## INSTRUCTION A
Report every line of the records that contains the word "hair", copying each line in full.

## EXCERPT
----------------------------------------
I’m currently studying Law, History and Politics, past a certain point you’re no longer allowed to switch courses. I don’t have a problem with these subjects it’s just something I’m not happy doing and something I don’t want to be dragged into.

It’s a hard situation to be in really and it’s different for everyone.

All I can say is only do college/university and qualify for something you *text deleted* do as a career or it will all be for nothing in the long wrong as you won’t be happy.

The issue I see is if you decide to drop out then go for the marines that may take at least 5 months before you even get to training providing everything goes smoothly and you would have finished your 1st year in the same time.

The biggest concern I see with you dropping out is your relying totally on the marines for a career which is a great thing but so many things can go wrong from start to finish , your only 16 so you might have enough after a short while or not be mentally/physically prepared to finish it or may even get injured.
----------------------------------------
## DATA SHOWN
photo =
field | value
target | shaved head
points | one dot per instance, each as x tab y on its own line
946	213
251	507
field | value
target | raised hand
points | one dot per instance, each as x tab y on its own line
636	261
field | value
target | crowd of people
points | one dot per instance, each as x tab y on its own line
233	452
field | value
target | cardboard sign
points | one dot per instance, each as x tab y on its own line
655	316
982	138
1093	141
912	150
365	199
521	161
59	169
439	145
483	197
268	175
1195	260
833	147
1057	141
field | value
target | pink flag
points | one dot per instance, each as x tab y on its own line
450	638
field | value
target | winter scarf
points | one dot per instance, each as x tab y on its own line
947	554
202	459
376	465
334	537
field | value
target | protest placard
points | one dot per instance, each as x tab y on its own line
----------------------------------------
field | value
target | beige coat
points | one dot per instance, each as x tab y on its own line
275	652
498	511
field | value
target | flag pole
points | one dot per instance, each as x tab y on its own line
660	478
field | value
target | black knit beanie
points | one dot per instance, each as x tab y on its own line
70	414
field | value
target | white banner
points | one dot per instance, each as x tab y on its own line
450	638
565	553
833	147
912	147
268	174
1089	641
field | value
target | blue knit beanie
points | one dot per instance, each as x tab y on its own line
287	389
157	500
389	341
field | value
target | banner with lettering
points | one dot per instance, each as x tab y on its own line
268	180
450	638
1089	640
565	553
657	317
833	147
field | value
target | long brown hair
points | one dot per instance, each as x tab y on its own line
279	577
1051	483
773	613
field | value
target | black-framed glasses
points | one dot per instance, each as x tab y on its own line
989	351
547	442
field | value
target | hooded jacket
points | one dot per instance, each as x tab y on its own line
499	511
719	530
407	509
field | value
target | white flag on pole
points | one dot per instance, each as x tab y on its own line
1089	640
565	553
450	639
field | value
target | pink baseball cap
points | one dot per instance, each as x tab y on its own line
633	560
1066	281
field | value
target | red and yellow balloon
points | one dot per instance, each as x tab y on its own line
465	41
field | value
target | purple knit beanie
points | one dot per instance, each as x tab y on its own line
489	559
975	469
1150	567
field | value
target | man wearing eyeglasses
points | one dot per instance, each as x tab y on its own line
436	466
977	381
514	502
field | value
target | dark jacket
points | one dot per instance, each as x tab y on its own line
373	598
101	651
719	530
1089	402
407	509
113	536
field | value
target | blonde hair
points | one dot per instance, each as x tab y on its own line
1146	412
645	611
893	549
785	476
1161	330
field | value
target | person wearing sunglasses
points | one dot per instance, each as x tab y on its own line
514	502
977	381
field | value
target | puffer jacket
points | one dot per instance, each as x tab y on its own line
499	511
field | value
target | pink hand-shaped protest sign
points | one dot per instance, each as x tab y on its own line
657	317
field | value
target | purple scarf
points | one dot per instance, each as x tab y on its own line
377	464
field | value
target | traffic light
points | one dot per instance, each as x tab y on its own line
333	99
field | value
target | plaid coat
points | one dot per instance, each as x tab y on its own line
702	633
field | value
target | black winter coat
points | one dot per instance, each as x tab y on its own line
----------------------------------------
## INSTRUCTION B
List the subjects that the writer of the excerpt about joining the marines says they are currently studying.

## COMPLETE OUTPUT A
target | long brown hair
target | blonde hair

## COMPLETE OUTPUT B
Law
History
Politics